**Prompt**
Carry on the text about data management in Grid and Cloud computing, starting right after its last sentence.

Data Management
Data management is an important area of Grid and Cloud computing research. It is concerned with the storage, access, translation and integration of data. It hopes to answer questions like:
- Where should I put my data?
- How should I get to it?
- How do I present my data in a way others will understand?
- How can I combine data from different places?
Requirements
We have identified several typical data management problems encountered by businesses:
- Fast transfer of large files
- Accessing data from different locations
- Accessing heterogeneous data
- Replication of data for speed and robustness
- Federate a number of data sources
These requirements are clearly very broad in scope and have been addressed to varying degrees by existing middleware. They all depend on what sort of data is involved and what will be done to the data. There is definitely room to improve the solutions currently available. There is also scope to extend them. As with any area of new technology, there are often many systems, each of which can provide part of a solution. Though a solution may exist for each sub-problem, it is not always possible to use one technology to produce the desired result.
Common Capabilities
From these requirements, we derived the following "common capabilities" or descriptions of architectures that would satisfy these requirements:
- Avoid Transferring Data
- Access to a Remote Data Source
- Homogenise Data Sources
- Synchronise Multiple Data Sources
- Treat Multiple Data Sources as One
The foundation common capability that many of the others relate to and can use is Access to a Remote Data Source. Many of the reasons that data is heterogeneous go hand in hand with data being held in different places, though the two are distinct problems. Being able to homogenise data is only really useful if you can use the homogenised data to gain some benefit. Often this involves pulling data from multiple places, something very fundamental to Grid computing. Similarly synchronising data is often done for disaster recovery and fault tolerance. This means that the safest place to have disparate data sources is on physical distant machines and this means accessing remote data sources. Federation is another example that makes a lot of sense split across multiple systems. Combining access to remote systems with homogenising data access methods can allow some powerful federations to be built.
The problem becomes even worse if you want to replicate write access across multiple data sources in which case all data sources in effect become masters (they communicate their updates to other data sources) and replicas (they reflect the changes made to other data sources). In this case, it makes sense to split up your data into distinct chunks that only one data source can alter. For example for certain applications it may be appropriate to partition data into distinct geographical sections.

**Extracted material**
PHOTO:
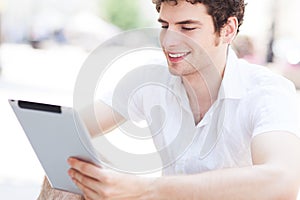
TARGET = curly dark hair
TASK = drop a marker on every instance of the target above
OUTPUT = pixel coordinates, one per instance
(220, 10)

**Answer to this task**
Design Patterns
From these capabilities, we then created the following Design Patterns, which can be used to design components implementing (parts of) these capabilities:
Components
IT-tude.com hosts the following components which relate to these patterns, capabilities and requirements:
- OGSA-DAI Trigger Mechanism
- Provides a mechanism to notify an OGSA-DAI server when a table in an SQL database has had its rows modified. An example use of this is to keep multiple heterogeneous databases synchronised.
- Design Patterns: Primary-Secondary Replicator
- Common Capabilities: Access to a Remote Data Source, Synchronise Multiple Data Sources
- Requirements: Accessing Data from Different Locations, Replication of Data for Speed and Robustness
- OGSA-DAI Data Publisher
- A GUI-based application for installing and configuring an OGSA-DAI server and the data resources it exposes.
- Design Patterns: Data Source Publisher
- Common Capabilities: Access to a Remote Data Source
- Requirements: Accessing Data from Different Locations
- OGSA-DAI JDBC Driver
- A JDBC driver for OGSA-DAI which acts as an interface between OGSA-DAI and the client application, supporting SQL queries and updates.
- Design Patterns: Data Federation Pattern
- Common Capabilities: Access to a Remote Data Source, Homogenise Data Sources, Treat Multiple Data Sources as One
- Requirements: Accessing Heterogeneous Data, Federate a Number of Data Sources
- OGSA-DAI Query Translator
- Takes a generic database query and translates it into queries specific to given data sources, and also translates the results from each data source back into a common format.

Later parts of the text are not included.